What to do> Put the lines of the records below into a numbered list, omitting blank lines and the pictures.

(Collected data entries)
++++++++++++++++++++
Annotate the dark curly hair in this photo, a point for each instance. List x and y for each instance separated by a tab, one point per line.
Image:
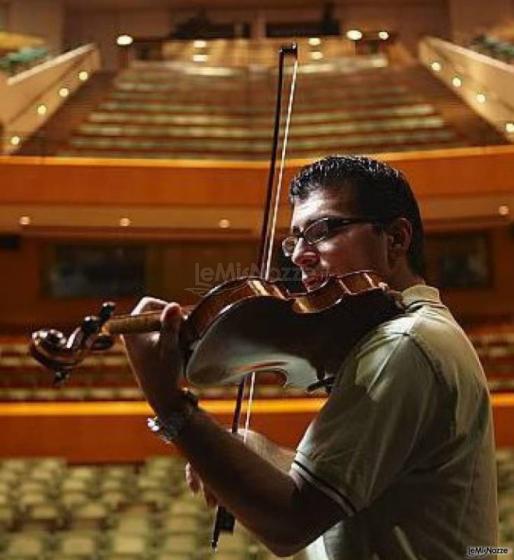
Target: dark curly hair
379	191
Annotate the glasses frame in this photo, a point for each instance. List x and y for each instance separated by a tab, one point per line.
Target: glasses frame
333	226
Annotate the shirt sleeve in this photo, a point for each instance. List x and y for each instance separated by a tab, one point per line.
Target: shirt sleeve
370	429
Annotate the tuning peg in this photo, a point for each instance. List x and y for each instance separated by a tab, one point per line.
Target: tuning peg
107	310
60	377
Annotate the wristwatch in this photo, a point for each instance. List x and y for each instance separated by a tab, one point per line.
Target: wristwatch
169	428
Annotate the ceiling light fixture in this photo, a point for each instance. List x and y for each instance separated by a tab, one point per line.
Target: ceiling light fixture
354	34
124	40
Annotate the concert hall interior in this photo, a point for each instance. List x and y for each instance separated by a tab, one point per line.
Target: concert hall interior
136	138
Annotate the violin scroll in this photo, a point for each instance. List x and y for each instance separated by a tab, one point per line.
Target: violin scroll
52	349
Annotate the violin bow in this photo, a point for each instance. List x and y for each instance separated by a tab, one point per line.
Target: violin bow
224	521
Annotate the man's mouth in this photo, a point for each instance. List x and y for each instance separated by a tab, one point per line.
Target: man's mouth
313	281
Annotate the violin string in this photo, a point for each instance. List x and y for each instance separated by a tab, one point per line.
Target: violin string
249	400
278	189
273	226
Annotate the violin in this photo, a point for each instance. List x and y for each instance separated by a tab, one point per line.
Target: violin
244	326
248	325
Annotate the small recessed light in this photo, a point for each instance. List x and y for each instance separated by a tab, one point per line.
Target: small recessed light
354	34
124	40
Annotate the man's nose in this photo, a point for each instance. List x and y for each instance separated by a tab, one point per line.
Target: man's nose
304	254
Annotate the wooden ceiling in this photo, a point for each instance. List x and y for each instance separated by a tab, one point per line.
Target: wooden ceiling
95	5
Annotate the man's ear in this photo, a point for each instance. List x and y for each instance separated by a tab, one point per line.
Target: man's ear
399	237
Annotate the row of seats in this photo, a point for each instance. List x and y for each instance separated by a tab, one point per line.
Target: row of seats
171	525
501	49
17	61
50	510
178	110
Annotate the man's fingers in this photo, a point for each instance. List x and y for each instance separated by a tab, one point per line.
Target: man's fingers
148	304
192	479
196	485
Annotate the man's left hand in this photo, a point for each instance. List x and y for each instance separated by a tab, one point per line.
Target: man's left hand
++++++++++++++++++++
Finished exercise>
1. Annotate the dark curly hair in this photo, a point for each instance. List x and y for each instance separated by a tab, one point per line.
2. Image:
3. Target: dark curly hair
4. 379	191
5. Annotate the glasses frame in this photo, a point for each instance. List x and y for each instance separated by a tab, one point per line.
6. Target: glasses frame
7. 333	226
8. Annotate the shirt sleeve in this photo, a point for each instance. List x and y for each instance separated by a tab, one point per line.
9. Target: shirt sleeve
10. 370	429
11. Annotate the tuning peg in this photo, a point for each instance. List x and y for each instance separated by a tab, one point per line.
12. Target: tuning peg
13. 107	310
14. 60	377
15. Annotate the wristwatch in this photo, a point for each instance. List x and y for each instance separated by a tab, one point per line.
16. Target: wristwatch
17. 169	428
18. Annotate the ceiling light fixture in this photo, a point for each instance. List x and y for each instance separated by a tab, one point per line.
19. Target: ceiling light fixture
20. 354	34
21. 124	40
22. Annotate the concert hall interior in this photo, a point for each instance. List x and y for each instance separated by a tab, one point per line.
23. Target: concert hall interior
24. 136	138
25. Annotate the violin scroll in this photo, a point for each instance. List x and y for each instance separated by a tab, one point per line.
26. Target: violin scroll
27. 52	349
28. Annotate the violin bow in this photo, a point for each instance. List x and y for each instance separated by a tab, one point per line.
29. Target: violin bow
30. 224	521
31. Annotate the man's mouth in this photo, a point for each instance. List x and y for each instance separated by a tab, one point per line.
32. Target: man's mouth
33. 313	281
34. Annotate the violin string in this photo, a point for each instance. List x and y for each instance separated by a tab, one point per line.
35. Target: violin string
36. 249	400
37. 278	189
38. 273	226
39. Annotate the violin in this photo, a point for each instance. List x and y for each instance separated by a tab, one point per line.
40. Target: violin
41. 244	326
42. 248	325
43. Annotate the small recessed light in this photo, a point for each instance. List x and y for each instance separated by a tab, one point per line.
44. Target: small recessed light
45. 354	34
46. 124	40
47. Annotate the man's nose in this photo, a point for each instance. List x and y for each instance separated by a tab, one point per line.
48. Target: man's nose
49. 304	254
50. Annotate the wooden ceiling in this photo, a point for each instance. List x and y for each instance separated by a tab, one point per line.
51. Target: wooden ceiling
52. 95	5
53. Annotate the man's ear in this photo, a point for each instance. List x and y for each instance separated by a tab, one point per line.
54. Target: man's ear
55. 399	237
56. Annotate the row of seats in this photo, a point for each instance. List x and y for each instance separated by a tab, one point per line.
57. Target: row of seats
58. 171	525
59. 501	49
60. 17	61
61. 50	510
62. 178	110
63. Annotate the man's fingers in this photo, a point for each instance. List x and y for each instance separated by a tab, one point per line.
64. Target: man's fingers
65. 148	304
66. 192	479
67. 196	485
68. Annotate the man's left hand in this photo, a point for each instance. List x and y for each instance separated by a tab, one point per line.
69. Target: man's left hand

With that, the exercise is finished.